Kannst du den Text zur Wohnpolitik ab der Stelle mit „FP: Nur wer“ bis einschließlich „Wohnungsmarkt. Regelmäßige Gehaltskontrollen.“ wiedergeben und darin „Gemeindewohnung“ durch „Sozialwohnung“ ersetzen?

━━━━━ VORLIEGENDER TEXT

FP: Nur wer perfekt deutsch spricht, soll eine Gemeindewohnung bekommen.
ÖVP: Familien, die künftig etwas mehr verdienen, sollen künftig mehr Miete bezahlen oder ausziehen. Einführung von befristeten Mietverträgen für junge Menschen bis 27 Jahren, dann ab in den privaten und teuren Wohnungsmarkt. Regelmäßige Gehaltskontrollen.
Und die SPÖ sagt dazu nicht Nein und stimmt – entgegen der Wahlkampflinie ihrer Bundespartei – im Rathaus immer brav mit ÖVP und FP. Abgesehen davon, dass diese Politiker die Probleme der Menschen bestenfalls vom Hörensagen kennen, haben ihre Vorschläge nur eines zum Ziel: Neid, Bespitzelung und noch mehr Druck genau auf jene Menschen, die es schon jetzt schwer genug im Leben haben. Und gleichzeitig sind es genau jene Parteien – ÖVP, SPÖ und FP –, die genau jetzt in unverschämter Weise beschlossen haben, die Parteienförderung um 50 Prozent auf 2,3 Millionen Euro jährlich zu erhöhen. Das ist einfach nur empörend. Jetzt versteht man besser, warum diese Rathaustroika und unter dem Schlagwort „Gesamtverantwortung“ ausgegrenzt haben. Die Verantwortung für diesen Griff in den Steuertopf hätten wir auf keinen Fall übernommen.
Wir sagen auch an diesem 1. Mai ganz entschieden Nein zu dieser Erhöhung der Parteienförderung. Aber zurück zum Wohnen. VP und SP wollen vergessen machen , dass man ja selbst verantwortlich für die unhaltbaren Zustände ist.
Wichtig wäre aber, Tag für Tag und Schritt für Schritt auf dem Weg zu gehen, den (auch in einer Zeit der Krise) das „Rote Wien“ seinerzeit gegangen ist: Wohnraum schaffen, der für die Mehrheit der Bevölkerung bezahlbar bleibt und diese Reform durch eine Umverteilung des gesellschaftlichen Reichtums finanzieren. Das kann nur die öffentliche Hand und das darf man nicht den Privaten überlassen. Mit Plakaten in roter Farbe – wie sie die SPÖ derzeit überall hängen hat – ist es nicht getan.

━━━━━━━━━━
━━━━━ AUFLISTUNG

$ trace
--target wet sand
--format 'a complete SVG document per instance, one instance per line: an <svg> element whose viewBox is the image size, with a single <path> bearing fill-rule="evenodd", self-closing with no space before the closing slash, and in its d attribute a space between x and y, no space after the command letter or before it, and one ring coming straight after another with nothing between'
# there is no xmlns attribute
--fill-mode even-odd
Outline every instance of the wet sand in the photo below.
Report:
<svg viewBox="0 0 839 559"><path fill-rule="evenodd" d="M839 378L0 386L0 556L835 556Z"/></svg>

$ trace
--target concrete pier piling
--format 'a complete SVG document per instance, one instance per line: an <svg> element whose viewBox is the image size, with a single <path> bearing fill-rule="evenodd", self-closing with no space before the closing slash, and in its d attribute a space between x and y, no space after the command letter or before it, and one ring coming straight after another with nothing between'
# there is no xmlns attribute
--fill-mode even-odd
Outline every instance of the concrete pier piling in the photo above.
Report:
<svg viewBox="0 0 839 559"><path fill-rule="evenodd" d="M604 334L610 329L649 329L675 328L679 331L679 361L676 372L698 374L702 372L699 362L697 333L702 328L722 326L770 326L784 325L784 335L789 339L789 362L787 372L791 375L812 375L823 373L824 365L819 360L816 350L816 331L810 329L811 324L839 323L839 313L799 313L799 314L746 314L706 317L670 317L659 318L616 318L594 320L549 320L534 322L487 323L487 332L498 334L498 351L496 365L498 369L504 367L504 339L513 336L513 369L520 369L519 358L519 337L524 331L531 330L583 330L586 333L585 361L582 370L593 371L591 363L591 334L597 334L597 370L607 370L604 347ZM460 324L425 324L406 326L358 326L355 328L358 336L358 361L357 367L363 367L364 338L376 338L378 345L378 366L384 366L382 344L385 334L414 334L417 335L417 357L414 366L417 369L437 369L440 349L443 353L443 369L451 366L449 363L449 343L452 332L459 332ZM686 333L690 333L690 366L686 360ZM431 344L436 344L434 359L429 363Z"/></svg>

━━━━━━━━━━

ERGEBNIS:
FP: Nur wer perfekt deutsch spricht, soll eine Sozialwohnung bekommen.
ÖVP: Familien, die künftig etwas mehr verdienen, sollen künftig mehr Miete bezahlen oder ausziehen. Einführung von befristeten Mietverträgen für junge Menschen bis 27 Jahren, dann ab in den privaten und teuren Wohnungsmarkt. Regelmäßige Gehaltskontrollen.